= Given data =
——————

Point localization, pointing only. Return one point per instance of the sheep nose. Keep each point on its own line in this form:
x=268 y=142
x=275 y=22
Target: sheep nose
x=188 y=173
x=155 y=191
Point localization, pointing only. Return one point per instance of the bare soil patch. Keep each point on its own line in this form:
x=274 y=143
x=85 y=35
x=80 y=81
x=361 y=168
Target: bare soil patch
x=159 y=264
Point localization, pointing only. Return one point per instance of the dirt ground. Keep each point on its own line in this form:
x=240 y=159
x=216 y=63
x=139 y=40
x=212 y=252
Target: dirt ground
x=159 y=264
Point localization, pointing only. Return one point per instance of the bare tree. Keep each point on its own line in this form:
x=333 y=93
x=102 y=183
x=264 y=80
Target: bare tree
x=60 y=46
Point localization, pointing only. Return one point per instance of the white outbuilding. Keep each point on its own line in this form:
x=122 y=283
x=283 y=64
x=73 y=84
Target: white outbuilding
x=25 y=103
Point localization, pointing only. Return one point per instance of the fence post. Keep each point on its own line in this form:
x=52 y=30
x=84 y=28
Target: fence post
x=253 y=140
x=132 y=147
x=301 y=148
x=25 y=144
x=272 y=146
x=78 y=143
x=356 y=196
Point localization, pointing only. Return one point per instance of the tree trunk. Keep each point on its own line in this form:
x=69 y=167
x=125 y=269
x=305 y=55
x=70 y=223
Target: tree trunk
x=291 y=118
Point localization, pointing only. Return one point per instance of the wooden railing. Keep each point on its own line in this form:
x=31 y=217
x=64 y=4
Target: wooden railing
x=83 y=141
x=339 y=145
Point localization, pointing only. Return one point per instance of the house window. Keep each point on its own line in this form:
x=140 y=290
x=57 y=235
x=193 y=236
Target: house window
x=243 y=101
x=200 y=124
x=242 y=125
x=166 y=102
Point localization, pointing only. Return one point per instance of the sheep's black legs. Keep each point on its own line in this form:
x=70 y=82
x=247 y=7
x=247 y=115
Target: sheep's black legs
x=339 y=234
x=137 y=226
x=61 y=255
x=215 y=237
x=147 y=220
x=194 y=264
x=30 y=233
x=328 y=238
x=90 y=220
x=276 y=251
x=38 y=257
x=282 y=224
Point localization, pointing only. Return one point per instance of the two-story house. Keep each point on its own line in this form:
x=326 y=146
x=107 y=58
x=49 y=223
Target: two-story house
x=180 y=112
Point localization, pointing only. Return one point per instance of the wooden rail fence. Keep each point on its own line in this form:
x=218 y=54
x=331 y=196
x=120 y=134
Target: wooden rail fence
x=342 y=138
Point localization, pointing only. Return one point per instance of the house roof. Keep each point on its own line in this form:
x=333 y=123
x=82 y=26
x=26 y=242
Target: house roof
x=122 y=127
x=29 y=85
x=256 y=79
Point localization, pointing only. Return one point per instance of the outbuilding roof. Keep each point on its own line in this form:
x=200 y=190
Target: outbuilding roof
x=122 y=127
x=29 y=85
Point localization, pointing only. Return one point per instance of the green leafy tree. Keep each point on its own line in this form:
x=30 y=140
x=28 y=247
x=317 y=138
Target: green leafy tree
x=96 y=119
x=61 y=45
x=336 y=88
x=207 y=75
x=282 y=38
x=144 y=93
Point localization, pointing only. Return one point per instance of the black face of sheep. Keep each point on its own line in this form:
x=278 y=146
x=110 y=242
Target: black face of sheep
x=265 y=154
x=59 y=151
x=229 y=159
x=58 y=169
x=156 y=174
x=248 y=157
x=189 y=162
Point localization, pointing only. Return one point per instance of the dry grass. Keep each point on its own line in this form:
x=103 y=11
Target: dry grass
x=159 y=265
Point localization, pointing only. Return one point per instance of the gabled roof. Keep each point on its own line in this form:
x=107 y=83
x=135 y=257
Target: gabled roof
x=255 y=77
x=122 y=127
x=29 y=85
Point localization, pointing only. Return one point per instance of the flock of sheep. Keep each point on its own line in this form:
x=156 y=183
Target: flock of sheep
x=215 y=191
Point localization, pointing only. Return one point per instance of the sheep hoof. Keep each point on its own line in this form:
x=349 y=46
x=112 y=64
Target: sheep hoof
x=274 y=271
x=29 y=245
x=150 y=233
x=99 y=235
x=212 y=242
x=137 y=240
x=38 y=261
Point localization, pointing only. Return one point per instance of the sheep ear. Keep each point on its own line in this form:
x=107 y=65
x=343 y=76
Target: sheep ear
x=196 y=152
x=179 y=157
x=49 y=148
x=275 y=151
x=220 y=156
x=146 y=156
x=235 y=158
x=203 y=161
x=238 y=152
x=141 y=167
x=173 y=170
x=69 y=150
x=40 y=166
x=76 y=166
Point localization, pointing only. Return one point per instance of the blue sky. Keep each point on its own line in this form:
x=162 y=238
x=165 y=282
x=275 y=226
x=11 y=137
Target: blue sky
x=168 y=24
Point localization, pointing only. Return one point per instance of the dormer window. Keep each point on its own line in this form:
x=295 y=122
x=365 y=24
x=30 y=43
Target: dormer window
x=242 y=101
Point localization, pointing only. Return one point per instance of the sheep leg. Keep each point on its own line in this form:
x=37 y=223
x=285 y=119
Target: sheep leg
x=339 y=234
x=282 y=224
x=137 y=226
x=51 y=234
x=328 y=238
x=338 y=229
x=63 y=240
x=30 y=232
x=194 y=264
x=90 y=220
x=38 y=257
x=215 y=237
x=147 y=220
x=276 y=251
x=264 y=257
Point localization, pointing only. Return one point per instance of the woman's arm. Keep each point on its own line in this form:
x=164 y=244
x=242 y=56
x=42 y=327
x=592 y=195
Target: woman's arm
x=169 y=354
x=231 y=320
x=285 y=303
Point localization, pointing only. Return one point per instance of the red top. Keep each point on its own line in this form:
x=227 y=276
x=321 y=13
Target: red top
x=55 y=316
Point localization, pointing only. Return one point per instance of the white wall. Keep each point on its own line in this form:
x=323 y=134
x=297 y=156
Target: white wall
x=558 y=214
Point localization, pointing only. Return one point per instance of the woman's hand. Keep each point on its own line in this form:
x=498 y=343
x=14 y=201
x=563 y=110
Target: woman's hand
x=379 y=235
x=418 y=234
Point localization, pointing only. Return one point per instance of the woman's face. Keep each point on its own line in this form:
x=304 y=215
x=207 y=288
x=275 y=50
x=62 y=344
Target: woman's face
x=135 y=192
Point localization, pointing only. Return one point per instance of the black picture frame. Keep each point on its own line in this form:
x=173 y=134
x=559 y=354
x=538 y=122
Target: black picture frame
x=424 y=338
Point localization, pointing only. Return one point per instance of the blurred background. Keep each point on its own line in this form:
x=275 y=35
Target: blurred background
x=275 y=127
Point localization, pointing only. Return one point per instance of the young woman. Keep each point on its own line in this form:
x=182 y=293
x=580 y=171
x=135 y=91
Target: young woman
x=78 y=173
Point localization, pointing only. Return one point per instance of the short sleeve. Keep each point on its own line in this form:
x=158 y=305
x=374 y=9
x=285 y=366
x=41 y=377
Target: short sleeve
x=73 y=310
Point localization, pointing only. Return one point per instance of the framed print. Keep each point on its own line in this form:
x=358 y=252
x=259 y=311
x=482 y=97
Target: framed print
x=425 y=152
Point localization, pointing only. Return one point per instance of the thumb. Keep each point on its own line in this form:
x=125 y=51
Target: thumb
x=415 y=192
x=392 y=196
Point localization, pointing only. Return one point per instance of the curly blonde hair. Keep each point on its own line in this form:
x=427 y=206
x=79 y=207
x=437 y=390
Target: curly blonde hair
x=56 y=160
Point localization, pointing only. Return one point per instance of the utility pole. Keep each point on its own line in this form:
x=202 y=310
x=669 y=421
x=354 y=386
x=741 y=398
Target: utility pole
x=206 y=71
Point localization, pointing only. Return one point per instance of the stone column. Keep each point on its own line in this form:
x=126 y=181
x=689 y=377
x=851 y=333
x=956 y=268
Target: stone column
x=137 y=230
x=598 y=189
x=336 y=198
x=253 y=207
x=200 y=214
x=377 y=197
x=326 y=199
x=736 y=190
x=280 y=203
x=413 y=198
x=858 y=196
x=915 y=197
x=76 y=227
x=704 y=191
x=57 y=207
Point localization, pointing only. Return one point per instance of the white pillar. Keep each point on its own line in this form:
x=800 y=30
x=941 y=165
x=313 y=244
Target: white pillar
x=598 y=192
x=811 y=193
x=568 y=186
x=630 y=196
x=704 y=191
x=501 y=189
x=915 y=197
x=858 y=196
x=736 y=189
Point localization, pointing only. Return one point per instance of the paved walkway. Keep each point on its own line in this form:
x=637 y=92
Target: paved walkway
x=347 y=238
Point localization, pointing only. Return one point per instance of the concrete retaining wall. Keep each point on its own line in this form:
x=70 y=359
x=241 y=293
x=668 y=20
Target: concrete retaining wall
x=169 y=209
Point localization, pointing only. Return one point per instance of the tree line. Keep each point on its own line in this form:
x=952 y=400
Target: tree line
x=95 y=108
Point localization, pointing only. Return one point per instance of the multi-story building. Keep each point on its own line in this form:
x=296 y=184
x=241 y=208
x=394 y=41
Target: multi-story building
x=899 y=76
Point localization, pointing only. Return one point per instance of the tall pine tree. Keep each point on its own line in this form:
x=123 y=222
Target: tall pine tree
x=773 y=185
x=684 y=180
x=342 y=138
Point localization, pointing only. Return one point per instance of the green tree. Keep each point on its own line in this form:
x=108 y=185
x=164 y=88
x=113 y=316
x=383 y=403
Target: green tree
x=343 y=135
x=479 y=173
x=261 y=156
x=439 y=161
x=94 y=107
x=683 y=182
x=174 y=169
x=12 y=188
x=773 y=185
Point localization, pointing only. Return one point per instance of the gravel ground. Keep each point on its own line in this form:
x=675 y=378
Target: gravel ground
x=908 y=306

——————

= Activity =
As listed above, the lines from the line with "the sheep hoof." to the line with "x=285 y=119" are to be echoed exactly, with both ends included and nothing added.

= Response =
Point localization, pointing only. Return one point per instance of the sheep hoof. Keep each point on its own line in this form:
x=349 y=46
x=112 y=64
Target: sheep hoof
x=274 y=271
x=29 y=245
x=150 y=233
x=99 y=235
x=212 y=242
x=137 y=240
x=38 y=261
Point localization, pointing only. Return one point per instance of the sheep ear. Keep each point on its own line in this form:
x=107 y=65
x=343 y=76
Target: sheep ear
x=196 y=152
x=179 y=157
x=49 y=148
x=275 y=151
x=220 y=156
x=146 y=156
x=235 y=158
x=203 y=161
x=238 y=152
x=141 y=167
x=173 y=170
x=69 y=150
x=40 y=166
x=76 y=166
Point localization, pointing only. Return one point per instance of the blue sky. Keep each point on its own line in this form:
x=162 y=238
x=165 y=282
x=275 y=226
x=11 y=137
Target: blue sky
x=168 y=24
Point localization, pointing only. Return one point per instance of the dormer window. Keep each point on its own line in this form:
x=295 y=122
x=365 y=24
x=30 y=43
Target: dormer window
x=242 y=101
Point localization, pointing only. Return one point per instance of the sheep leg. Keep each point on its own line in this form:
x=37 y=223
x=285 y=119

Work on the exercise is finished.